Document segment:
+ + + + + + +
Ouch...yeah they offer quite a bit more on there SD PPV feeds. Well guess I'll stick to DVD.

Of course I buy enough of those I shouldn't have a problem.....

That's another issue or problem as my wife calls it


----------



## DP1 (Sep 16, 2002)

Well for example.. once you mentioned HD PPV I figured I'd go ahead and look at the current offerings. One is called Match Point. As it so happens I just rented that on DVD the other night. 

While not the worst movie ever made, rest assured I was glad I had just rented it for $1.00 at the RedBox thingy at my local McDonalds instead of for $6.00 from Dish. HD or no HD.


----------



## sNEIRBO (Jul 23, 2006)

DP1 said:


> . . . rest assured I was glad I had *just rented it for $1.00 at the RedBox thingy at my local McDonalds *instead of for $6.00 from Dish. HD or no HD.
+ + + + + + +
Dataset:
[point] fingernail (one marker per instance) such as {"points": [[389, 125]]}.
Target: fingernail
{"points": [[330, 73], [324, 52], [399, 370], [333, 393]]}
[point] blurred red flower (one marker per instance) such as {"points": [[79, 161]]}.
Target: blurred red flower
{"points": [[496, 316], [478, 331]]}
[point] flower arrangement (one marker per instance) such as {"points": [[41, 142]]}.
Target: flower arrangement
+ + + + + + +
Aim:
Continue the forum thread above about Dish pay-per-view prices versus DVD rentals, picking up after sNEIRBO's quote of DP1's post.

Exercise output:
Sorry to get off subject . . . BUT . . . McDonald's is renting DVDs in Colorado????? You can get a Big Mac, Fries and a DVD???


----------



## ClevelandRob (Jun 22, 2006)

MonstersHD rules!
Rave rocks!
HDNet is great for Smallville reruns, Nothing but Trailers, Higher Definition, Face2Face
ESPNHD will be getting really good come Football season!
NFLHD-see above
HGTVHD has little programming but is nice to watch

I haven't caught much on Universal, HDNet Movies or TNT but I have only had HD & Dish for a month!


----------



## DP1 (Sep 16, 2002)

sNEIRBO said:


> Sorry to get off subject . . . BUT . . . McDonald's is renting DVDs in Colorado????? You can get a Big Mac, Fries and a DVD???


Well more or less. I'm not sure how many of them have the unit.. havent really paid attention at the other ones. RedBox DVD is a subsidiary of McDonalds.. according to the RedBox website they're only in less than a dozen markets so far.

It's just a walk-up machine where you swipe your credit card.. buck a night for each rental yada yada.

Heres their website:

http://65.36.214.137/index.html


----------



## rlu929s (Aug 9, 2006)

So it's $6.00 to rent a HDDVD? Forget that

I'm been reading in another forum that they moved HDNET Movies to HD-Lite just recently.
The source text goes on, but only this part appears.